WHAT IS REQUIRED: Without the pictures, set down every line of the data exactly.

*** DATA RECORDS ***

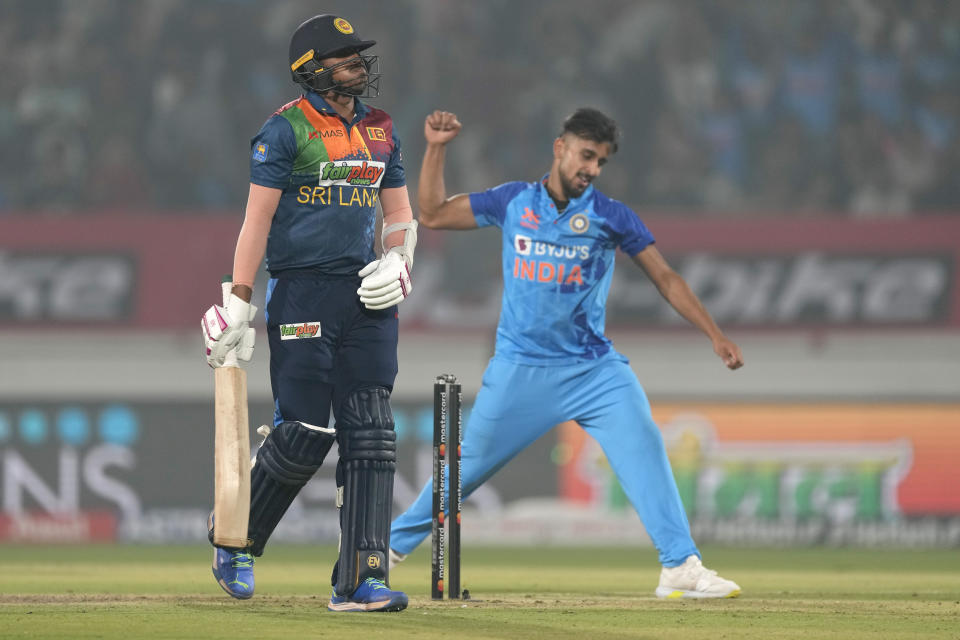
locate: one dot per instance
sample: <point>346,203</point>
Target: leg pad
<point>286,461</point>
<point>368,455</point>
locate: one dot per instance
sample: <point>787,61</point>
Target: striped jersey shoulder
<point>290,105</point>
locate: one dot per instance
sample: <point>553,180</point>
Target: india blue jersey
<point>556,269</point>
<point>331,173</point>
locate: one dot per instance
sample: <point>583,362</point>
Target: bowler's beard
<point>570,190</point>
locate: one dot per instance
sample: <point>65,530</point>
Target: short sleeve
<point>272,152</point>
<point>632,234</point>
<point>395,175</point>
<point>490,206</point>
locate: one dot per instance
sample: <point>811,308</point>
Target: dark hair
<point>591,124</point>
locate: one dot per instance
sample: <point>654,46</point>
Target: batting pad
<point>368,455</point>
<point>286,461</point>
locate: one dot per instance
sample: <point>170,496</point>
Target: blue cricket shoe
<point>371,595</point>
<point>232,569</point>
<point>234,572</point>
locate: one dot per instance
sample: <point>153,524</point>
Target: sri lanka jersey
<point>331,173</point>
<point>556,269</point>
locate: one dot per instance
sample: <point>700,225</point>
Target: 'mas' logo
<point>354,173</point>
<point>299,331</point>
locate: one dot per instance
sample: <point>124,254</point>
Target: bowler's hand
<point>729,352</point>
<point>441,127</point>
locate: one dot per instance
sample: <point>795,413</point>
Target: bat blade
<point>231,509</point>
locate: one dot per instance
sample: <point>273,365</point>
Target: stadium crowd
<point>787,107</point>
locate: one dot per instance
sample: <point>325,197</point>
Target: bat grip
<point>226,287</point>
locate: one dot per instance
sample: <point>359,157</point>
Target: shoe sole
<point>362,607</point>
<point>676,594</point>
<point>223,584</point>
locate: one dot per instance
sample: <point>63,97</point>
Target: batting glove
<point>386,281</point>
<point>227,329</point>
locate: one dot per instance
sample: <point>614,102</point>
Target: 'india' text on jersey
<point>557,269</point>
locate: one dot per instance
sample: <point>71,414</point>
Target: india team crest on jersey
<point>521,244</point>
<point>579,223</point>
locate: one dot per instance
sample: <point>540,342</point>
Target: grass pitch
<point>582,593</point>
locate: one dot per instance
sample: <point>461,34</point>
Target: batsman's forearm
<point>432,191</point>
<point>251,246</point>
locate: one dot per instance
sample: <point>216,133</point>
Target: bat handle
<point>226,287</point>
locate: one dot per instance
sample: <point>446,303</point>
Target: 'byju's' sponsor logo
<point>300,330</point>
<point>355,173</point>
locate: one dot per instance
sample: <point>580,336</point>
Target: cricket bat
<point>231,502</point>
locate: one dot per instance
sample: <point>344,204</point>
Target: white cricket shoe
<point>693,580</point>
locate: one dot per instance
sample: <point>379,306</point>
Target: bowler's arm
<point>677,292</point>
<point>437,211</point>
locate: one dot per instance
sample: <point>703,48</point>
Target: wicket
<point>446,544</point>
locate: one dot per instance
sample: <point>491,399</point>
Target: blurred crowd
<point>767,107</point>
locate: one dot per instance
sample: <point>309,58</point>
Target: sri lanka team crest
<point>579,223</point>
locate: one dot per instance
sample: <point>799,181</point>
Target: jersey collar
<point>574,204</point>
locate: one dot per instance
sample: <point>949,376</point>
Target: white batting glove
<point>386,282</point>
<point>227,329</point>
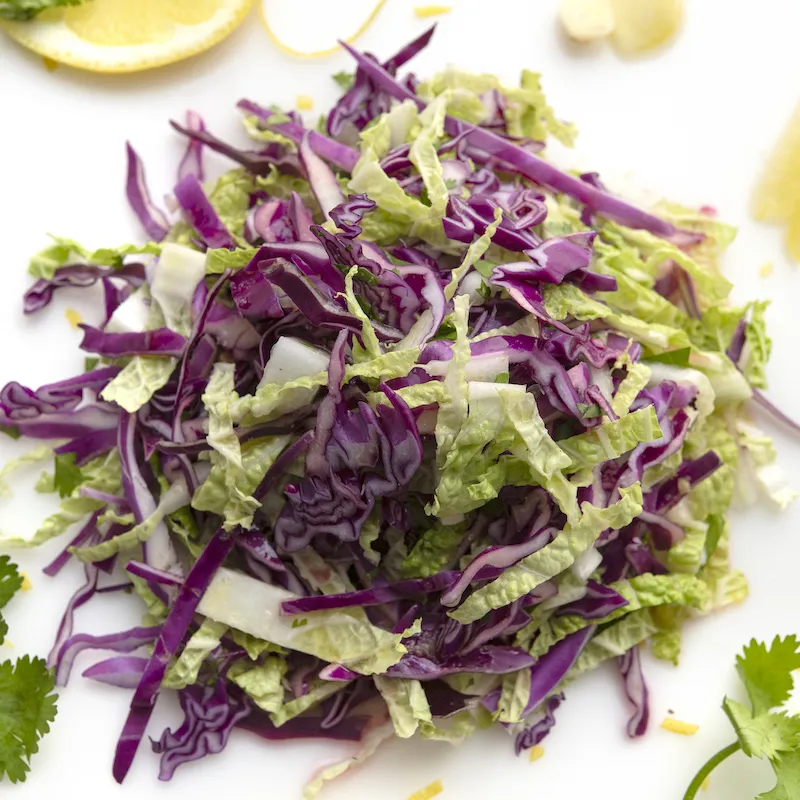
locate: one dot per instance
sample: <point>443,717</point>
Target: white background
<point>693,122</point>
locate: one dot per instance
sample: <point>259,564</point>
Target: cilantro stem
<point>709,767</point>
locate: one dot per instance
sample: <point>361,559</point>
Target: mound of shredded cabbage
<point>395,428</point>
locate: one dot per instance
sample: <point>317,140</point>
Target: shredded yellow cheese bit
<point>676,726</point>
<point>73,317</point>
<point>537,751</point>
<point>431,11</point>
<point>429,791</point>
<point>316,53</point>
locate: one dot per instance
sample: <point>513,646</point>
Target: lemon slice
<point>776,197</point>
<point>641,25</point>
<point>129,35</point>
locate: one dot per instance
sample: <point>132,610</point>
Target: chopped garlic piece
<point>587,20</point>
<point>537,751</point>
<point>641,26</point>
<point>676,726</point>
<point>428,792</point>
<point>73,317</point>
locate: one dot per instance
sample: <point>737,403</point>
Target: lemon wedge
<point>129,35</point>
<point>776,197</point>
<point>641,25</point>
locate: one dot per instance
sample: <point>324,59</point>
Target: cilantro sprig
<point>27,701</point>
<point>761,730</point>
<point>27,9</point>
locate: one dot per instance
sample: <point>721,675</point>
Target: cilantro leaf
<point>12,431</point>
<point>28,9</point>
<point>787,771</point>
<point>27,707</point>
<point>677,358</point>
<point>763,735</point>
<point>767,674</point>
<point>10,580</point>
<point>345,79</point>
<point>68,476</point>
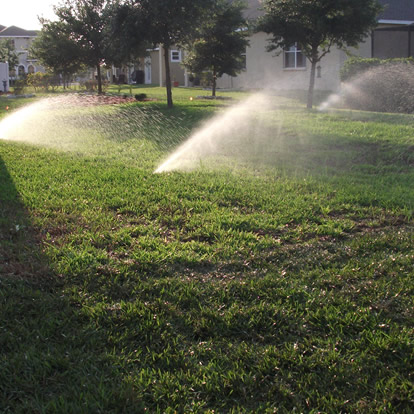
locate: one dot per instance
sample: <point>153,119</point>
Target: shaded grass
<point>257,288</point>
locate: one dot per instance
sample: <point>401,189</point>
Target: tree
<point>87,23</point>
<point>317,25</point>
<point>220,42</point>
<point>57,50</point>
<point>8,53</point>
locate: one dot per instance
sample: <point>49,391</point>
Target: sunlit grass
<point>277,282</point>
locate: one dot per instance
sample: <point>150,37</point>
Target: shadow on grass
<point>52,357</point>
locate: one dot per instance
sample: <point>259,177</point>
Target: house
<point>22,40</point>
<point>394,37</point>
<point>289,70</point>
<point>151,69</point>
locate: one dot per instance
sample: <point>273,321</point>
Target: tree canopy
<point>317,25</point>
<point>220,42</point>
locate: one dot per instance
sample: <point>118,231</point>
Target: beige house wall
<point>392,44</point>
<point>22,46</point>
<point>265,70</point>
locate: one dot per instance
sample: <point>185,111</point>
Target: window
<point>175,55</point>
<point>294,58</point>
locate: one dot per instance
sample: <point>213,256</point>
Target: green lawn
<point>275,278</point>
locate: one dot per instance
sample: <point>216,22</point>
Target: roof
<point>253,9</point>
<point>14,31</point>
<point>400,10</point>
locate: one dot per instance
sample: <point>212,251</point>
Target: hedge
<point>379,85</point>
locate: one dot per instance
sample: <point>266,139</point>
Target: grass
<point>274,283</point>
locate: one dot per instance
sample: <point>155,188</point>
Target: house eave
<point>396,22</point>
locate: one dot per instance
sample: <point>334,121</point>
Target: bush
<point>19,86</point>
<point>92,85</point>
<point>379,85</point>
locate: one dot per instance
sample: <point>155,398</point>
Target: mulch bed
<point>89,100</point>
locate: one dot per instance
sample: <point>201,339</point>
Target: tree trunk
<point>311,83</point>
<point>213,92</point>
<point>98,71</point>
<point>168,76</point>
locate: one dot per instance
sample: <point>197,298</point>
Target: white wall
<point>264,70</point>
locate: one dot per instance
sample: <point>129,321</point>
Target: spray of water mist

***

OUTPUT BELOW:
locate: one dot per instance
sample: <point>346,203</point>
Target: leg pad
<point>286,461</point>
<point>368,455</point>
locate: one dot per instance
sample: <point>787,61</point>
Target: striped jersey shoulder
<point>290,105</point>
locate: one dot per instance
sample: <point>553,180</point>
Target: india blue jersey
<point>556,269</point>
<point>331,173</point>
locate: one dot per instance
sample: <point>583,362</point>
Target: bowler's beard
<point>570,190</point>
locate: one dot per instance
sample: <point>65,530</point>
Target: short sleeve
<point>272,152</point>
<point>632,234</point>
<point>395,175</point>
<point>490,206</point>
locate: one dot per instance
sample: <point>811,308</point>
Target: dark hair
<point>591,124</point>
locate: one dot per instance
sample: <point>654,46</point>
Target: batting pad
<point>368,455</point>
<point>286,461</point>
locate: one dot per instance
sample: <point>170,496</point>
Target: blue cricket shoe
<point>371,595</point>
<point>232,569</point>
<point>234,572</point>
locate: one dot per instance
sample: <point>153,524</point>
Target: sri lanka jersey
<point>331,173</point>
<point>556,269</point>
locate: one dot per instance
sample: <point>700,225</point>
Target: 'mas' logo
<point>354,173</point>
<point>299,331</point>
locate: one dot per instance
sample: <point>124,254</point>
Target: bowler's hand
<point>729,352</point>
<point>441,127</point>
locate: one dot per instance
sample: <point>795,413</point>
Target: bat blade
<point>231,509</point>
locate: one dot per instance
sample: <point>273,365</point>
Target: stadium crowd
<point>787,107</point>
locate: one dot per instance
sample: <point>325,197</point>
Target: bat grip
<point>226,287</point>
locate: one dot per instance
sample: <point>359,157</point>
Target: shoe sole
<point>362,607</point>
<point>676,594</point>
<point>223,584</point>
locate: one dot per instance
sample: <point>63,97</point>
Target: batting glove
<point>386,281</point>
<point>227,329</point>
locate: one dot per instance
sample: <point>614,102</point>
Target: 'india' text on jersey
<point>557,269</point>
locate: one dot per instance
sample: <point>71,414</point>
Target: india team crest on jersey
<point>521,244</point>
<point>579,223</point>
locate: one dot per instance
sample: <point>540,342</point>
Target: grass pitch
<point>582,593</point>
locate: one dot per instance
sample: <point>461,34</point>
Target: batsman's forearm
<point>432,191</point>
<point>251,246</point>
locate: one dot per instance
sample: <point>216,133</point>
Target: bat handle
<point>226,287</point>
locate: one dot per instance
sample: <point>446,303</point>
Target: 'byju's' sponsor logo
<point>300,330</point>
<point>355,173</point>
locate: one dot per instance
sample: <point>580,336</point>
Target: cricket bat
<point>231,502</point>
locate: one dot per instance
sample: <point>344,204</point>
Target: white cricket shoe
<point>693,580</point>
locate: one dot per instance
sample: <point>379,306</point>
Target: bowler's arm
<point>677,292</point>
<point>437,211</point>
locate: one dot per instance
sample: <point>703,48</point>
Target: wicket
<point>446,544</point>
locate: one dot per instance
sample: <point>491,399</point>
Target: blurred crowd
<point>767,107</point>
locate: one dot per instance
sample: <point>309,58</point>
Target: sri lanka team crest
<point>579,223</point>
locate: one dot per instance
sample: <point>799,181</point>
Target: jersey collar
<point>574,204</point>
locate: one dot per instance
sample: <point>949,376</point>
Target: white batting glove
<point>386,282</point>
<point>227,329</point>
locate: one dot per instance
sample: <point>443,717</point>
Target: white background
<point>693,122</point>
locate: one dot per instance
sample: <point>259,564</point>
Target: cilantro stem
<point>709,767</point>
locate: one dot per instance
sample: <point>361,559</point>
Target: mound of shredded cabbage
<point>395,428</point>
locate: one dot per instance
sample: <point>317,140</point>
Target: shredded yellow cheese bit
<point>676,726</point>
<point>73,317</point>
<point>537,751</point>
<point>431,11</point>
<point>429,791</point>
<point>316,53</point>
locate: one dot per instance
sample: <point>513,646</point>
Target: lemon slice
<point>776,197</point>
<point>641,25</point>
<point>129,35</point>
locate: one dot per instance
sample: <point>132,610</point>
Target: chopped garlic piece
<point>587,20</point>
<point>537,751</point>
<point>641,26</point>
<point>676,726</point>
<point>428,792</point>
<point>73,317</point>
locate: one dot per instance
sample: <point>737,403</point>
Target: lemon wedge
<point>129,35</point>
<point>776,197</point>
<point>641,25</point>
locate: one dot per instance
sample: <point>324,59</point>
Target: cilantro sprig
<point>27,701</point>
<point>761,730</point>
<point>27,9</point>
locate: one dot per instance
sample: <point>721,675</point>
Target: cilantro leaf
<point>12,431</point>
<point>28,9</point>
<point>787,771</point>
<point>27,707</point>
<point>677,358</point>
<point>763,735</point>
<point>767,674</point>
<point>10,580</point>
<point>345,79</point>
<point>68,476</point>
locate: one dot per instance
sample: <point>153,119</point>
Target: shaded grass
<point>257,288</point>
locate: one dot per instance
sample: <point>401,189</point>
Target: tree
<point>87,23</point>
<point>317,25</point>
<point>220,42</point>
<point>57,50</point>
<point>8,53</point>
locate: one dot per instance
sample: <point>49,391</point>
Target: sunlit grass
<point>277,282</point>
locate: one dot per instance
sample: <point>150,37</point>
Target: shadow on grass
<point>52,357</point>
locate: one dot per instance
sample: <point>259,177</point>
Target: house
<point>22,40</point>
<point>394,37</point>
<point>289,70</point>
<point>151,69</point>
locate: one dot per instance
sample: <point>273,321</point>
Target: tree canopy
<point>317,25</point>
<point>220,42</point>
locate: one dot per instance
sample: <point>118,231</point>
Target: beige house wall
<point>392,44</point>
<point>22,46</point>
<point>265,70</point>
locate: one dot per instance
sample: <point>185,111</point>
Target: window
<point>175,55</point>
<point>294,58</point>
locate: one dot per instance
sample: <point>213,256</point>
Target: green lawn
<point>275,278</point>
locate: one dot per instance
sample: <point>216,22</point>
Target: roof
<point>253,9</point>
<point>14,31</point>
<point>400,10</point>
locate: one dot per instance
sample: <point>212,251</point>
Target: hedge
<point>379,85</point>
locate: one dot per instance
sample: <point>266,139</point>
Target: grass
<point>274,283</point>
locate: one dot per instance
sample: <point>155,188</point>
Target: house eave
<point>396,22</point>
locate: one dot per instance
sample: <point>334,121</point>
Target: bush
<point>19,86</point>
<point>92,85</point>
<point>379,85</point>
locate: one dot per instance
sample: <point>155,398</point>
Target: mulch bed
<point>89,100</point>
locate: one dot per instance
sample: <point>201,339</point>
Target: tree trunk
<point>311,83</point>
<point>213,92</point>
<point>98,71</point>
<point>168,76</point>
locate: one dot per instance
sample: <point>197,298</point>
Target: white wall
<point>264,70</point>
locate: one dot per instance
sample: <point>129,321</point>
Target: spray of water mist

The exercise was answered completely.